*Data for analysis*:
--- START ---

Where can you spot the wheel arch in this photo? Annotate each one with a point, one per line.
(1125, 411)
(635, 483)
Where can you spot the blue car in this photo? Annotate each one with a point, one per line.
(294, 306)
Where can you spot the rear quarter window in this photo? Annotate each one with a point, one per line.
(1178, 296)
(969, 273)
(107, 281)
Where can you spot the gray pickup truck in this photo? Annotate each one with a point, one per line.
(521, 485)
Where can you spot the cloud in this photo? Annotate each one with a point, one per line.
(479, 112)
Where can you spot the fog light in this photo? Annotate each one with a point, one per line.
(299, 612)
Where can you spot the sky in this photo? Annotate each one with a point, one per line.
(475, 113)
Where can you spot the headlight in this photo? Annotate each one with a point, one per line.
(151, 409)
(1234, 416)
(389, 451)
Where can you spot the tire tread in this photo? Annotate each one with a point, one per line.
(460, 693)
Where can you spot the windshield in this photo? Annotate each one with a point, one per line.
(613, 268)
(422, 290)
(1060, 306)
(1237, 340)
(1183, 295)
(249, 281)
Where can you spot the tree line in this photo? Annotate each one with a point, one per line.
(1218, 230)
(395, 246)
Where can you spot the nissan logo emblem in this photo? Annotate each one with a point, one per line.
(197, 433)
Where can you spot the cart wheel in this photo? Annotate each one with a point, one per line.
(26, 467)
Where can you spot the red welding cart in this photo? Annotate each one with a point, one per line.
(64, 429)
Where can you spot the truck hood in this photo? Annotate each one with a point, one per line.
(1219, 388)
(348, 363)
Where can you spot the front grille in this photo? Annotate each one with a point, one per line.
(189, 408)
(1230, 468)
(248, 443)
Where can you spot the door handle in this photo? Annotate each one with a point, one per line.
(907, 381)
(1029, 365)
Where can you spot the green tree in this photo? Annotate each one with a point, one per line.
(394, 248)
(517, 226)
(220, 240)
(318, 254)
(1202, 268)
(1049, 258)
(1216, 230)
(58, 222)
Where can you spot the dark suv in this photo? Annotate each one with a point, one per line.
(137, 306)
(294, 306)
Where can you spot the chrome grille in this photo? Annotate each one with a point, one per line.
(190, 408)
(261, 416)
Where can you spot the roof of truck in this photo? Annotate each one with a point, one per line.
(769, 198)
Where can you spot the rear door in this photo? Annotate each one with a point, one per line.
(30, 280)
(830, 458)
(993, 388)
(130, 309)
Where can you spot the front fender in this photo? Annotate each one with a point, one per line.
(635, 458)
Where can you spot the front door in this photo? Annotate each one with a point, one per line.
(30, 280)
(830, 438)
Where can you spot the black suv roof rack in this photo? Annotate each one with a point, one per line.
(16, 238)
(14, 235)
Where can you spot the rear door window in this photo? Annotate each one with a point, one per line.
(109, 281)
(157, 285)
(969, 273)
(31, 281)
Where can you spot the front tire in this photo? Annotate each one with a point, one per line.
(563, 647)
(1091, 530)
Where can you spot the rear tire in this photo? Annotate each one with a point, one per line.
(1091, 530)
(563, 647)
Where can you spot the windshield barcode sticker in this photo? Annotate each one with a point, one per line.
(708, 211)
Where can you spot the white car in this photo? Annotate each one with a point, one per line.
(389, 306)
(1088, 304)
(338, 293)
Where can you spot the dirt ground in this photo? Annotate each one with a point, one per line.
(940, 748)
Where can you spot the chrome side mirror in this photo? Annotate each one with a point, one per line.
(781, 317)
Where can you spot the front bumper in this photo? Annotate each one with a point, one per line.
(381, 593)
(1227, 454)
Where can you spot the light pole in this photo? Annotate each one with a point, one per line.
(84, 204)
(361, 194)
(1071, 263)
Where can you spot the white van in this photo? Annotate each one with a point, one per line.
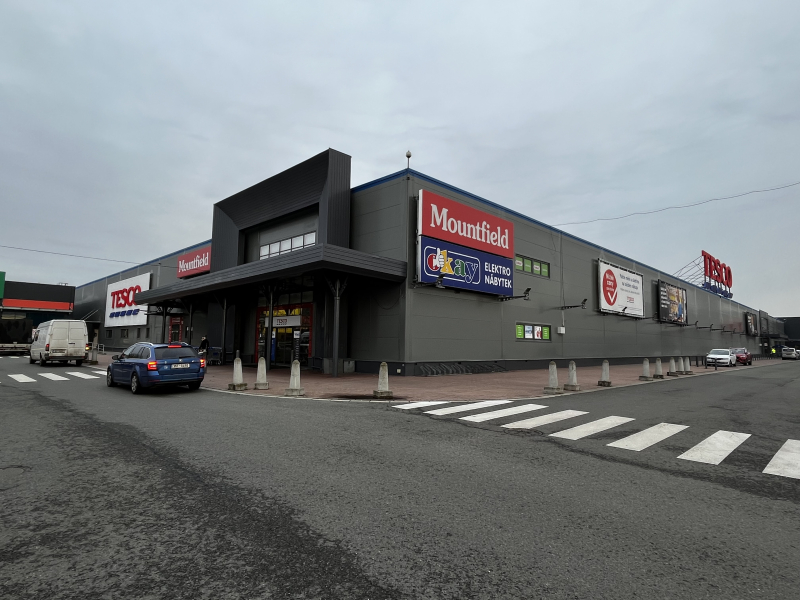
(60, 340)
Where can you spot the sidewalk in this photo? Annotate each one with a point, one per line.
(485, 386)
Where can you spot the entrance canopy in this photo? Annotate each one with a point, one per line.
(321, 256)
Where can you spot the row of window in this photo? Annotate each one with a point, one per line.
(288, 245)
(529, 265)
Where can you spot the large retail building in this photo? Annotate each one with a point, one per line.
(415, 272)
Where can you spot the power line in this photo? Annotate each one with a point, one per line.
(650, 212)
(127, 262)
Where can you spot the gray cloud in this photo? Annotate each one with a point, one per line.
(120, 125)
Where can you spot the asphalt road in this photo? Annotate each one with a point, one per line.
(212, 495)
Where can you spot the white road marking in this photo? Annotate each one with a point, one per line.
(647, 437)
(81, 375)
(545, 419)
(506, 412)
(53, 377)
(21, 378)
(786, 461)
(715, 447)
(474, 406)
(587, 429)
(418, 405)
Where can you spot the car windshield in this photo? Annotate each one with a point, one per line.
(179, 352)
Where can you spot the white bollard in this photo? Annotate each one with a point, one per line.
(572, 380)
(383, 383)
(261, 375)
(645, 376)
(294, 388)
(605, 376)
(659, 374)
(552, 381)
(238, 381)
(671, 371)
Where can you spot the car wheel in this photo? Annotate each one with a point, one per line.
(136, 385)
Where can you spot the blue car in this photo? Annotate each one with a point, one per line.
(147, 365)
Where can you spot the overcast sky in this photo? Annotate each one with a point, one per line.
(122, 123)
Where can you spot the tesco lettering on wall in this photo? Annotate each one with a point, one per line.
(121, 310)
(444, 219)
(194, 262)
(621, 290)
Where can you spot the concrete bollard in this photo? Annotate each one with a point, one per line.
(645, 376)
(383, 383)
(687, 366)
(238, 381)
(294, 388)
(659, 374)
(672, 372)
(552, 381)
(572, 379)
(605, 376)
(261, 376)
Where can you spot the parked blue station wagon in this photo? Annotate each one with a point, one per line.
(147, 365)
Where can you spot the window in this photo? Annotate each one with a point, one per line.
(529, 265)
(288, 245)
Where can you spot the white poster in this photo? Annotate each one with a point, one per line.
(121, 310)
(621, 291)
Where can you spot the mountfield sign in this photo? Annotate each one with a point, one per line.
(465, 268)
(620, 290)
(451, 221)
(121, 310)
(194, 262)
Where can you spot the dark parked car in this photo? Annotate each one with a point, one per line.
(146, 365)
(743, 356)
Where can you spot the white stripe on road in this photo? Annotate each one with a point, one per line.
(786, 461)
(715, 447)
(53, 376)
(82, 375)
(646, 438)
(474, 406)
(545, 419)
(506, 412)
(418, 404)
(587, 429)
(21, 378)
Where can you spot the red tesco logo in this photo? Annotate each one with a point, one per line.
(124, 297)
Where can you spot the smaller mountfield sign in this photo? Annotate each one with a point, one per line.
(194, 262)
(465, 268)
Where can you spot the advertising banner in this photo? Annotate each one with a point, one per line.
(121, 310)
(465, 268)
(194, 262)
(620, 290)
(444, 219)
(671, 303)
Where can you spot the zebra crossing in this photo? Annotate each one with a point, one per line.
(712, 450)
(34, 377)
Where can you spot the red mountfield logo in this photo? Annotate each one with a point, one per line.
(192, 263)
(448, 220)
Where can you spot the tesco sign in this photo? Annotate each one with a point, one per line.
(121, 309)
(194, 262)
(444, 219)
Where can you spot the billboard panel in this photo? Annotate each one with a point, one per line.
(620, 290)
(464, 268)
(121, 310)
(444, 219)
(672, 303)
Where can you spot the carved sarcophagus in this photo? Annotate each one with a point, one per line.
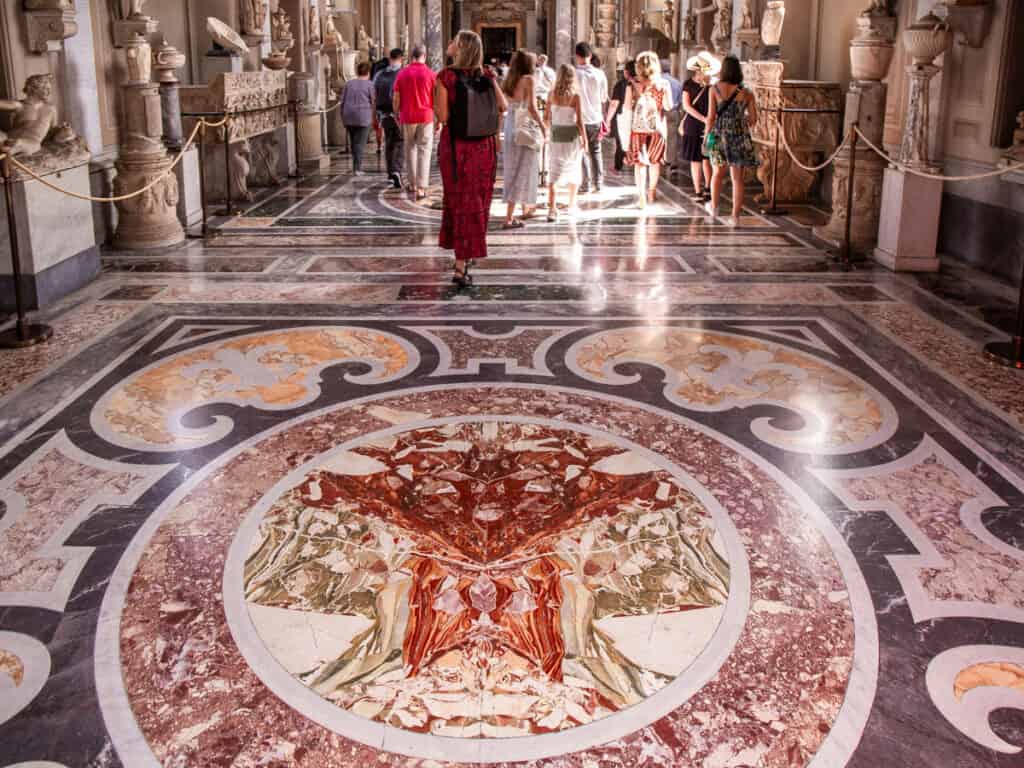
(809, 135)
(257, 102)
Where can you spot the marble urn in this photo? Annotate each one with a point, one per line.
(927, 38)
(771, 23)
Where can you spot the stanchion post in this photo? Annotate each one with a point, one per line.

--- END ---

Except for the pictures, give the data again word for word.

Where can you spot the wheel arch in this photo? Annotate each one with a point, one per line.
(1125, 411)
(635, 483)
Where can you spot the blue car in this photo? Annotate each one with a point, one per line.
(294, 306)
Where can you spot the rear quarter window in this photo? Annotate each one with a point, one per line.
(1178, 296)
(969, 273)
(107, 281)
Where can you spot the gray pickup truck in this photo? Annotate each one with a point, one per line.
(521, 485)
Where can you spot the cloud in this photo? Annotate each one with a point, one per line.
(479, 112)
Where can you spot the fog light in this photo? Annotate each one with a point, one per line.
(299, 612)
Where can you spot the sky in this photo? Annotate each one with a point, one per line.
(475, 113)
Where can you spot the headlight in this photo? Annotate each one with a point, one per line.
(151, 409)
(1234, 416)
(389, 451)
Where can you spot the tire tread in this photo? Annotate each one with a point, one per line.
(460, 693)
Where can you spot the windshield in this photo? Annotate each one with a point, one per line.
(613, 268)
(422, 290)
(1060, 306)
(1237, 340)
(1183, 295)
(249, 281)
Where can you spot the tree line in this photo? Annotate each one with a point, one per line.
(1218, 230)
(395, 246)
Where can you spot the nissan logo emblem in this photo? Annotate each one with a point, one per line.
(197, 433)
Where can you spot the cart wheel in this photo? Annotate each one with a point, one per line.
(26, 467)
Where can you spot the red welding cart in this photo? Annotate each one with a point, one per line.
(64, 429)
Where can you spot the truck hood in this photo? Annotate each one with a point, one per line.
(1219, 388)
(348, 363)
Where can you spot the front grille in this photo? Annotate each one with a point, one per line.
(189, 408)
(1230, 468)
(248, 443)
Where can you spot the door handle in this photo? Annotate each one with a point, one per line.
(907, 381)
(1029, 365)
Where can you spot the green tree in this photo? Annotate each one with a point, one per line.
(394, 248)
(517, 226)
(220, 240)
(318, 254)
(1202, 268)
(1049, 258)
(1216, 230)
(58, 222)
Where can you spot the dark suv in this photo? Annotate each one with a point, one per line.
(137, 306)
(294, 306)
Where can you spot the chrome grille in this photo? Annotate each one with a point, one per line.
(190, 408)
(261, 416)
Where can you spot the roof of truck in this photo? Annotate each one with a point, one per line.
(769, 198)
Where can you spot the rear door in this photo? Annotate each one with a point, one per line.
(30, 280)
(830, 458)
(993, 388)
(130, 309)
Where can you spot the front fender in this photo? Annotate each one with a point, one per line.
(635, 458)
Where can you spot the front door in this photo? Annotate each one with a point, one per line.
(30, 280)
(830, 438)
Where can you spot the black suv roof rack in this photo? Annotate each one with a point, one per line.
(16, 238)
(14, 235)
Where can you spot the rear door window in this photo? Annotate each one with a point, one per line.
(109, 281)
(157, 285)
(969, 273)
(31, 281)
Where can you spot the front tire in this photo? Annotate each one with a point, one per line.
(563, 647)
(1091, 530)
Where can you spot the rear tire in this photo? Annotate each one with a point, one per line.
(1091, 530)
(563, 647)
Where can you spot the windshield barcode sticker in this photo? Annotate each one with a point, one per line.
(708, 211)
Where can you spot the white car in this photo? Annotate each one with a point, one per line.
(389, 306)
(1088, 304)
(338, 293)
Where can you spot the dirt ground in this photo? Annotate each one with a point, one per line.
(940, 748)
Where can you spot the chrome side mirror in this photo? Annotate each one with a point, one per line.
(781, 317)
Where can you spot the front bumper in this photo? Annotate each one with a point, one per line.
(381, 593)
(1227, 454)
Where can you spot the light pole in this photo? Annotate each one with a point, one per line.
(84, 204)
(361, 194)
(1071, 263)
Where can you spot the white van in this photo? Annotate each one with a point, one per line.
(60, 340)
Where can you spot the sidewalk in this photo? Annotate each one with a point, one per line.
(485, 386)
Where can you spot the entrance canopy in this photo? Annotate each one with a point, one per line.
(321, 256)
Where can you spot the row of window in this photo? Annotate each one with a point, one per line.
(288, 245)
(529, 265)
Where can you spot the large retail building in this photo? Annotate each one with a point, one per line.
(415, 272)
Where can you spot the power line in this photo? Annotate each one with a point, one per line.
(650, 212)
(127, 262)
Where can you spot the gray cloud in this photo? Annotate each one with a point, one per line.
(120, 125)
Where can you spot the asphalt road in this photo? Annotate each one with a point, one per line.
(212, 495)
Where can you spot the white road marking in this photo? Annotate each one with a point, one per line.
(647, 437)
(81, 375)
(545, 419)
(506, 412)
(53, 377)
(21, 378)
(786, 461)
(715, 447)
(474, 406)
(587, 429)
(418, 405)
Where can you spot the car windshield in this photo? Annotate each one with a point, one per line.
(179, 352)
Where can you spot the white bollard in this photo? Annotate each one with a point, one per line.
(572, 380)
(383, 383)
(261, 375)
(645, 376)
(294, 388)
(605, 376)
(659, 374)
(552, 381)
(238, 381)
(671, 371)
Where can you spot the car wheel in this photo? Annotate each one with a point, one per line.
(136, 385)
Where can you spot the blue car in this photo? Annotate each one with a point, one per line.
(147, 365)
Where can you spot the overcast sky in this photo? Annotate each one with a point, one per line.
(122, 123)
Where can you spot the tesco lettering on wall in this photo? Annotate each one with a point, one per line.
(121, 310)
(444, 219)
(194, 262)
(621, 290)
Where can you spot the concrete bollard in this photo? Annotate each one with a point, one per line.
(645, 376)
(383, 383)
(687, 366)
(238, 381)
(294, 388)
(659, 374)
(672, 372)
(552, 381)
(572, 379)
(605, 376)
(261, 376)
Where can you spot the parked blue station wagon in this photo? Annotate each one with a point, one per line.
(147, 365)
Where can you spot the window in this photo? Annotate each one with a point, one per line.
(529, 265)
(288, 245)
Where can you spot the white poster in this photo? Annotate each one with a point, one per line.
(121, 310)
(621, 291)
Where can you spot the mountfield sign in this photo? Annotate each one with a point, one per line.
(465, 268)
(620, 290)
(451, 221)
(121, 310)
(194, 262)
Where can you spot the dark parked car in this photo? Annotate each one with a point, one per line.
(146, 365)
(743, 356)
Where can you spot the white stripe on road in this photo? Annotate each one with a point, one per line.
(786, 461)
(715, 447)
(53, 376)
(82, 375)
(646, 438)
(474, 406)
(545, 419)
(506, 412)
(418, 404)
(587, 429)
(21, 378)
Where can you spot the red tesco logo in this photo? Annotate each one with a point, one per line.
(124, 297)
Where can you spot the smaller mountfield sign in this photo? Annotate each one with a point, one per line.
(194, 262)
(465, 268)
Where can you spot the advertising banner in this photo? Annotate each one with a point, one per line.
(121, 310)
(465, 268)
(194, 262)
(620, 290)
(444, 219)
(671, 303)
Where can you spot the zebra crossing in this photo? Annotate each one with a point, one per line.
(712, 450)
(34, 377)
Where can you spot the red mountfield logo in this photo? Annotate each one with a point, one per line.
(192, 263)
(448, 220)
Where can you spot the tesco sign in this photo? Annotate each one with a point, one per line.
(121, 309)
(194, 262)
(444, 219)
Where can you spot the billboard panel in this photo? Annotate each one with a point, one per line.
(620, 290)
(464, 268)
(121, 310)
(444, 219)
(672, 303)
Where can you spot the carved sarcophagus in this photo? Annotate each one with a point, one per line.
(809, 135)
(257, 102)
Where can you spot the marble urn in this photo? Annotate each one with a point, one per line.
(927, 38)
(771, 23)
Where can you spot the stanchion post in this photo? Annotate each one with a point, one per line.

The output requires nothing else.